§ Source records
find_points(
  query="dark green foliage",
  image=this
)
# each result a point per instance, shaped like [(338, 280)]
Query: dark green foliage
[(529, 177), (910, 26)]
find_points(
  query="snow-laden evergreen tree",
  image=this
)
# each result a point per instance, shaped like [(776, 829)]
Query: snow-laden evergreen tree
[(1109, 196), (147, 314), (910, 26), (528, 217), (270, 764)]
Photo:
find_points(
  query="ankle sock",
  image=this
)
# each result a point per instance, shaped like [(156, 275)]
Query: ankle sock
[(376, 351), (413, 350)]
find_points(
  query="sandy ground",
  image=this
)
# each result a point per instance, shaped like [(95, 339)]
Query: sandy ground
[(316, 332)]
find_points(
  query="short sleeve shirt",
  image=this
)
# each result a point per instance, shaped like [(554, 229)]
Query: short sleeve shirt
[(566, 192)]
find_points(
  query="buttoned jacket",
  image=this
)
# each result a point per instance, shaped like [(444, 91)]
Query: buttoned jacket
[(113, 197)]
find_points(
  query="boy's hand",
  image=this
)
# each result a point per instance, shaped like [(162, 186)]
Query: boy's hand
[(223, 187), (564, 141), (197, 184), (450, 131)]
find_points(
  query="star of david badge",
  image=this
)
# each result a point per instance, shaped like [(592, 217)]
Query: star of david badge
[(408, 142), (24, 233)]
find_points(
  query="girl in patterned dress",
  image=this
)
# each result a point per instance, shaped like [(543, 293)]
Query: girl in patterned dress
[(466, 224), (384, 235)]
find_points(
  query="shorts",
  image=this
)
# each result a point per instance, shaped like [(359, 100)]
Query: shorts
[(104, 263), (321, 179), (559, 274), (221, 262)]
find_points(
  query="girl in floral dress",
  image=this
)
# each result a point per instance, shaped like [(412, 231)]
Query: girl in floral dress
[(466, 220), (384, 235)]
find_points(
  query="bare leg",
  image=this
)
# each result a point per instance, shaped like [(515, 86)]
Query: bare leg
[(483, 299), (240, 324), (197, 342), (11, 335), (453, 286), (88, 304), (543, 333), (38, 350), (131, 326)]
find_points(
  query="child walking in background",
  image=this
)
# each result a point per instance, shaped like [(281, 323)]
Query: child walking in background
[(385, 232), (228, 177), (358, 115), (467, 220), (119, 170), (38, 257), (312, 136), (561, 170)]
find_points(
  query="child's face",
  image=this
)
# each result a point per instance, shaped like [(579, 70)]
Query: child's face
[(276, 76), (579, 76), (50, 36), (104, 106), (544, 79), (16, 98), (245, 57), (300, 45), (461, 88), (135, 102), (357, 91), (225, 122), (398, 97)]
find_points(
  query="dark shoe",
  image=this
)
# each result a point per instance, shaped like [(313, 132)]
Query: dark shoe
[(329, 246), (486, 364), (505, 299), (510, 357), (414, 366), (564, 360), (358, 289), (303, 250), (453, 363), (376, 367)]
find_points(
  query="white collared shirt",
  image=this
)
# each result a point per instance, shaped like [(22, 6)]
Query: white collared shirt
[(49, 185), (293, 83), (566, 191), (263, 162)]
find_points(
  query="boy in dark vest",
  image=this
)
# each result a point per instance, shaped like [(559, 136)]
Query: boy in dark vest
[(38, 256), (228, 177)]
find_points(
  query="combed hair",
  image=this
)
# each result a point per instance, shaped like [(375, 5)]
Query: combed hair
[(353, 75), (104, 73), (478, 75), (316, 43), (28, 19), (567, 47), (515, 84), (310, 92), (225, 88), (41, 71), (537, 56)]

§ Task description
Output the records as a JSON list of strings, one string per line, from the very first line through the line that contains "[(104, 263), (321, 179), (559, 274), (221, 262)]", both included. Skip any blank lines.

§ Expected output
[
  "find_points(",
  "  query=\"dark green foliage\",",
  "  image=this",
  ")",
  "# each result a point per instance, shaped like [(338, 280)]",
  "Query: dark green foliage",
  "[(529, 177), (910, 26)]",
  "find_points(",
  "  query=\"snow-laden evergreen tree\",",
  "  image=this",
  ")",
  "# each result a point per instance, shaped like [(776, 829)]",
  "Query: snow-laden evergreen tree",
  "[(1109, 196), (147, 314), (910, 26), (528, 217), (270, 764)]",
  "Photo:",
  "find_points(",
  "  query=\"ankle sock\",",
  "  image=this",
  ")",
  "# each result a point per instance, shaped like [(156, 275)]",
  "Query: ankle sock",
  "[(376, 351), (413, 350)]",
  "find_points(",
  "  query=\"sandy ground\",",
  "  image=this",
  ")",
  "# each result a point per instance, shaped like [(95, 339)]",
  "Query: sandy ground",
  "[(316, 332)]",
  "find_points(",
  "  query=\"short sleeve shirt\",",
  "  image=this",
  ")",
  "# each result a point per instance, shaped like [(554, 229)]",
  "Query: short sleeve shirt",
  "[(566, 192)]",
  "find_points(",
  "  query=\"buttoned jacket\",",
  "  image=this",
  ")",
  "# each result a point per instance, shaped like [(444, 91)]",
  "Query: buttoned jacket",
  "[(113, 197)]",
  "find_points(",
  "  query=\"boy's hand\",",
  "  image=this",
  ")",
  "# each result a point per instance, shaped like [(162, 186)]",
  "Query: boy's hand",
  "[(223, 187), (564, 141), (197, 184), (450, 131)]",
  "find_points(",
  "  query=\"star of david badge\",",
  "  image=this",
  ")",
  "# each result a point per instance, shaped like [(592, 217)]",
  "Query: star of david badge",
  "[(408, 142), (24, 233)]",
  "find_points(",
  "  query=\"girl in patterned dress\",",
  "  image=this",
  ")",
  "# each result a point per instance, shaped like [(543, 293)]",
  "Query: girl in patterned dress",
  "[(466, 224), (384, 235)]",
  "find_points(",
  "  query=\"shorts\",",
  "  image=this",
  ")",
  "# each result a point per instance, shaped like [(359, 100)]",
  "Query: shorts",
  "[(104, 263), (321, 179), (559, 274), (221, 262)]"
]